U.S. v. Sutter

Decision Date25 August 2003
Docket NumberNo. 02-50282.,02-50282.
Citation340 F.3d 1022
PartiesUNITED STATES of America, Plaintiff-Appellee, v. Jonathon Marc SUTTER, Defendant-Appellant.
CourtU.S. Court of Appeals — Ninth Circuit

Ross E. Viselman, San Diego, California, for the defendant-appellant.

Carol C. Lam, United States Attorney, Francisco J. Sanchez, Jr., Assistant United States Attorney (on the brief), Roger W. Haines, Jr., and Francisco J. Sanchez, Jr., Assistant United States Attorneys, Criminal Division, (at oral argument), San Diego, California, for the plaintiff-appellee.

Appeal from the United States District Court for the Southern District of California; Judith N. Keep, District Judge, Presiding. D.C. No. CR-01-02799-JNK.

Before: A. Wallace TASHIMA, Marsha S. BERZON, and Richard R. CLIFTON, Circuit Judges.

BERZON, Circuit Judge.

The tick-tock of the Speedy Trial Act clock is difficult to measure when the parties allow a pre-trial discovery motion to pend indefinitely in the absence of any live discovery dispute. We conclude that where a discovery motion is pending on the docket, but the district court is neither awaiting additional submissions nor has indicated that the motion requires a future hearing, the discovery motion is "under advisement" under 18 U.S.C. § 3161(h)(1)(J), and a maximum of thirty days can be excluded under that provision.

On the unique facts of this case, however, there was no Speedy Trial Act violation. We also reject Sutter's challenge of the district court's denial of his motion to suppress evidence retrieved during a border search.

I. BACKGROUND

Jonathon Marc Sutter appeals from a conditional guilty plea, challenging the district court's denial of his suppression motion, as well as from the denial of his motion to dismiss under the Speedy Trial Act.

A. The Border Search

The events leading to Sutter's arrest took place at the United States port of entry at Calexico, CA. A primary inspection agent, Agent Jackson, asked Sutter several questions regarding his citizenship and his vehicle. Agent Jackson then asked Sutter to open the trunk, but Sutter stated that he could not find the button inside the car which opened the trunk, nor did he possess the trunk key. Agent Jackson thereupon sent Sutter to a secondary inspection area, where Custom Inspector Hernandez further questioned him. A narcotics dog alerted to the trunk of Sutter's car, whereupon Inspector Hernandez pressed the trunk release button on the driver's side door, opening the trunk and revealing marijuana.

B. Proceedings Below

The government filed an indictment charging Sutter on September 12, 2001, and arraigned him on September 18. Because Sutter's Speedy Trial Act claim depends on the intricacies of the procedural history, we describe the timeline in some detail.

On October 22, 2001, Sutter filed several motions, including a motion to compel discovery, a motion to suppress the evidence obtained from his trunk, a motion to suppress post-arrest statements, and a motion to dismiss based on Apprendi v. New Jersey, 530 U.S. 466, 120 S.Ct. 2348, 147 L.Ed.2d 435 (2000).

On November 13, 2001, the district court (Judge Bryan)1 heard the motions. Judge Bryan denied the motion to dismiss, denied the motion to suppress evidence due to an illegal search, and, because the necessary government witnesses were not present, continued until December 6, 2001, the suppression hearing regarding the post-arrest statements. The discovery motion was, according to the district court docket, granted in part and continued in part. The parties dispute, however, whether there were actually any live discovery issues pending after the hearing.

□ □ □

Task prompt: Which motions did Sutter file on October 22, 2001, according to the court opinion above? List all of them.

□ □ □

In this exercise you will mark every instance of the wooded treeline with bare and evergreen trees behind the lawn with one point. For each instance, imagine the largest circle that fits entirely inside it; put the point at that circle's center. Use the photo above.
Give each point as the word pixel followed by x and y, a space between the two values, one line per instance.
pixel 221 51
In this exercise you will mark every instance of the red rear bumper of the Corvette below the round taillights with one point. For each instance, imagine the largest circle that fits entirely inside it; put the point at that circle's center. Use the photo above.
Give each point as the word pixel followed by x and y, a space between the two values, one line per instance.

□ □ □

Response for this exercise:
- A motion to compel discovery
- A motion to suppress the evidence obtained from his trunk
- A motion to suppress post-arrest statements
- A motion to dismiss based on Apprendi v. New Jersey